● Aim of the task
Which lines of the data below contain the word "rock"? Pick out each of them and copy it in full, treating uppercase and lowercase letters as distinct.

● Data shown
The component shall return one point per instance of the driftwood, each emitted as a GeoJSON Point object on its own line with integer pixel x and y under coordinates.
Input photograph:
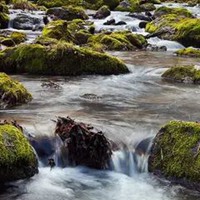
{"type": "Point", "coordinates": [84, 145]}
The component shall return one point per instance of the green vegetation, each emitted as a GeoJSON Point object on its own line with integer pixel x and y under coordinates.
{"type": "Point", "coordinates": [190, 52]}
{"type": "Point", "coordinates": [17, 156]}
{"type": "Point", "coordinates": [177, 27]}
{"type": "Point", "coordinates": [12, 38]}
{"type": "Point", "coordinates": [166, 10]}
{"type": "Point", "coordinates": [121, 41]}
{"type": "Point", "coordinates": [187, 74]}
{"type": "Point", "coordinates": [12, 92]}
{"type": "Point", "coordinates": [175, 152]}
{"type": "Point", "coordinates": [59, 59]}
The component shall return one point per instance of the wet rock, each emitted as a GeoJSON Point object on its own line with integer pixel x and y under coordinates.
{"type": "Point", "coordinates": [26, 22]}
{"type": "Point", "coordinates": [12, 92]}
{"type": "Point", "coordinates": [183, 74]}
{"type": "Point", "coordinates": [18, 160]}
{"type": "Point", "coordinates": [109, 22]}
{"type": "Point", "coordinates": [175, 154]}
{"type": "Point", "coordinates": [84, 145]}
{"type": "Point", "coordinates": [67, 13]}
{"type": "Point", "coordinates": [120, 23]}
{"type": "Point", "coordinates": [151, 47]}
{"type": "Point", "coordinates": [59, 59]}
{"type": "Point", "coordinates": [143, 24]}
{"type": "Point", "coordinates": [102, 13]}
{"type": "Point", "coordinates": [140, 16]}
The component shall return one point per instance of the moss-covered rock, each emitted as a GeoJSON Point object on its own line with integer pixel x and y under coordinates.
{"type": "Point", "coordinates": [18, 160]}
{"type": "Point", "coordinates": [121, 41]}
{"type": "Point", "coordinates": [4, 20]}
{"type": "Point", "coordinates": [188, 52]}
{"type": "Point", "coordinates": [176, 27]}
{"type": "Point", "coordinates": [23, 4]}
{"type": "Point", "coordinates": [175, 153]}
{"type": "Point", "coordinates": [12, 92]}
{"type": "Point", "coordinates": [166, 10]}
{"type": "Point", "coordinates": [183, 74]}
{"type": "Point", "coordinates": [8, 38]}
{"type": "Point", "coordinates": [68, 13]}
{"type": "Point", "coordinates": [102, 13]}
{"type": "Point", "coordinates": [60, 59]}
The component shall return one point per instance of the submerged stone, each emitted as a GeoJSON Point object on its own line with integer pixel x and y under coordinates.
{"type": "Point", "coordinates": [183, 74]}
{"type": "Point", "coordinates": [175, 153]}
{"type": "Point", "coordinates": [18, 160]}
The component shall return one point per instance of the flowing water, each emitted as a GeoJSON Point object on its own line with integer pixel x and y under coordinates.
{"type": "Point", "coordinates": [128, 108]}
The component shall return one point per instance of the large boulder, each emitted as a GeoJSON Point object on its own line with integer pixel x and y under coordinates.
{"type": "Point", "coordinates": [183, 74]}
{"type": "Point", "coordinates": [68, 13]}
{"type": "Point", "coordinates": [83, 144]}
{"type": "Point", "coordinates": [188, 52]}
{"type": "Point", "coordinates": [18, 160]}
{"type": "Point", "coordinates": [175, 153]}
{"type": "Point", "coordinates": [59, 59]}
{"type": "Point", "coordinates": [26, 22]}
{"type": "Point", "coordinates": [120, 41]}
{"type": "Point", "coordinates": [12, 92]}
{"type": "Point", "coordinates": [178, 27]}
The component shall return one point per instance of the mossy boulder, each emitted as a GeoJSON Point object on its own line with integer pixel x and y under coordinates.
{"type": "Point", "coordinates": [121, 41]}
{"type": "Point", "coordinates": [23, 4]}
{"type": "Point", "coordinates": [183, 74]}
{"type": "Point", "coordinates": [188, 52]}
{"type": "Point", "coordinates": [4, 20]}
{"type": "Point", "coordinates": [12, 92]}
{"type": "Point", "coordinates": [175, 153]}
{"type": "Point", "coordinates": [102, 13]}
{"type": "Point", "coordinates": [8, 38]}
{"type": "Point", "coordinates": [178, 28]}
{"type": "Point", "coordinates": [18, 160]}
{"type": "Point", "coordinates": [60, 59]}
{"type": "Point", "coordinates": [166, 10]}
{"type": "Point", "coordinates": [68, 13]}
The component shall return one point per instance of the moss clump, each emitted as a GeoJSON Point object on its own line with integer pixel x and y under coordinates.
{"type": "Point", "coordinates": [175, 151]}
{"type": "Point", "coordinates": [186, 74]}
{"type": "Point", "coordinates": [23, 4]}
{"type": "Point", "coordinates": [177, 27]}
{"type": "Point", "coordinates": [60, 59]}
{"type": "Point", "coordinates": [166, 10]}
{"type": "Point", "coordinates": [190, 52]}
{"type": "Point", "coordinates": [12, 38]}
{"type": "Point", "coordinates": [68, 13]}
{"type": "Point", "coordinates": [58, 30]}
{"type": "Point", "coordinates": [18, 160]}
{"type": "Point", "coordinates": [4, 20]}
{"type": "Point", "coordinates": [120, 41]}
{"type": "Point", "coordinates": [12, 92]}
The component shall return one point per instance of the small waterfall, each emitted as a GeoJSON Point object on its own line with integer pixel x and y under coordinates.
{"type": "Point", "coordinates": [131, 162]}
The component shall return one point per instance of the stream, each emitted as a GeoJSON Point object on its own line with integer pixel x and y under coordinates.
{"type": "Point", "coordinates": [127, 108]}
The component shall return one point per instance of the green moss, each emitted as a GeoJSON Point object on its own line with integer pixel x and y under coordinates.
{"type": "Point", "coordinates": [190, 52]}
{"type": "Point", "coordinates": [60, 59]}
{"type": "Point", "coordinates": [12, 92]}
{"type": "Point", "coordinates": [68, 13]}
{"type": "Point", "coordinates": [178, 11]}
{"type": "Point", "coordinates": [120, 41]}
{"type": "Point", "coordinates": [23, 4]}
{"type": "Point", "coordinates": [175, 152]}
{"type": "Point", "coordinates": [58, 30]}
{"type": "Point", "coordinates": [183, 74]}
{"type": "Point", "coordinates": [4, 20]}
{"type": "Point", "coordinates": [17, 156]}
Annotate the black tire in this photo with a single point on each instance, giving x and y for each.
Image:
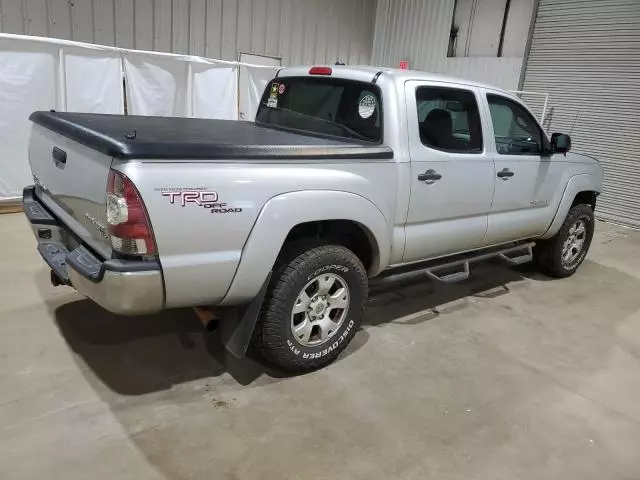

● Answer for the task
The component shall return one point per instance of the wet rock, each emitted as a GeoJSON Point object on its own line with integer pixel x and y under coordinates.
The component shall return one point per instance of the moss-covered rock, each emitted as a GeoJSON Point object on its own line with integer pixel x and y under coordinates.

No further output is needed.